Set down the records once more, please, exactly and with the pictures left out.

++++++++

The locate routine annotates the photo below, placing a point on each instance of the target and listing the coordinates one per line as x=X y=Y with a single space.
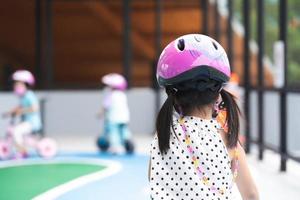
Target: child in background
x=192 y=155
x=116 y=134
x=28 y=109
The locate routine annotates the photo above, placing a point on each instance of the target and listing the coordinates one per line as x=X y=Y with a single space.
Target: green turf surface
x=28 y=181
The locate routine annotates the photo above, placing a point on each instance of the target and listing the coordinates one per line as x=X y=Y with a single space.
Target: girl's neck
x=204 y=113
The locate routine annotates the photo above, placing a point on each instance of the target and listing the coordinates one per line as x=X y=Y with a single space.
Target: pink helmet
x=24 y=76
x=115 y=80
x=192 y=57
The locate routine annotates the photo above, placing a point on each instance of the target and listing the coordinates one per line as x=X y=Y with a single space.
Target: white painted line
x=112 y=168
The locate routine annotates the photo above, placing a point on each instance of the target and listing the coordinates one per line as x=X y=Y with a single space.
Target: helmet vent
x=214 y=44
x=181 y=44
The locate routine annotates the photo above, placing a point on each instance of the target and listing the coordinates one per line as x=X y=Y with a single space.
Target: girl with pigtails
x=194 y=156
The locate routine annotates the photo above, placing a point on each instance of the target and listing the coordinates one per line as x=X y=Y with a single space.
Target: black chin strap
x=200 y=85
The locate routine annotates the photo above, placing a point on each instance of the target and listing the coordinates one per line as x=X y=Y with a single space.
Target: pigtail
x=164 y=122
x=232 y=118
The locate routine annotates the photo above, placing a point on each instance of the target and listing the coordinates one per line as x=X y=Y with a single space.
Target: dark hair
x=185 y=102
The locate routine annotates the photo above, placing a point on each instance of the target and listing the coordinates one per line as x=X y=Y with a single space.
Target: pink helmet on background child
x=115 y=81
x=192 y=57
x=24 y=76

++++++++

**TASK RESULT**
The locate routine annotates the photo below, placing a point on each instance of the target and listing the coordinates one per line as x=X y=Y with a single space.
Target: child in background
x=192 y=155
x=116 y=134
x=28 y=109
The locate routine annotates the photo above, placing a point on each instance of the target and listing the coordinates one per line as x=X y=Y with a single space.
Target: green turf surface
x=28 y=181
The locate routine annotates the photo above, placing a point on each instance of the target and listing the coordinates one per line as x=X y=Y with a single space.
Target: girl's neck
x=204 y=113
The locate routine annotates the photo above, placing a point on each instance of the target and listing the coordinates one per line as x=X y=Y with a single space.
Target: pink helmet
x=24 y=76
x=115 y=80
x=192 y=57
The locate routine annotates the photo above, placing a point on each instance of the target and listing the coordinates one per line as x=X y=Y with a single space.
Target: white painted line
x=112 y=168
The locate routine annotates the photo above, placing a point on each instance of the target and listing the coordinates one per line as x=X y=Y with a single space.
Target: helmet vent
x=214 y=44
x=181 y=44
The locate routine annotates the photo above, placing a point on each instance of the target and listing the coordinates one per line as x=X y=Y with a single space.
Target: girl with pigtails
x=194 y=156
The locate routine annotates the photo above, placing a point on each instance of the target and listing the coordinates one per line as x=X y=Y with a single space.
Target: black chin strap
x=200 y=85
The locate routine annotates the photo above, placing a point on each instance of the target and listing the coordinates one per line as x=X y=Y with a single space.
Target: pigtail
x=164 y=122
x=232 y=118
The locate routine annotates the photo above, placing a point on each instance of the target and listing the coordinates one per line as x=X y=Y with a single space.
Target: dark hair
x=185 y=102
The locate routine annotates the photo above, placing a point on each instance of the target and listing the coordinates one per line as x=X y=Y with a single space.
Target: pink helmet on background child
x=115 y=81
x=192 y=57
x=24 y=76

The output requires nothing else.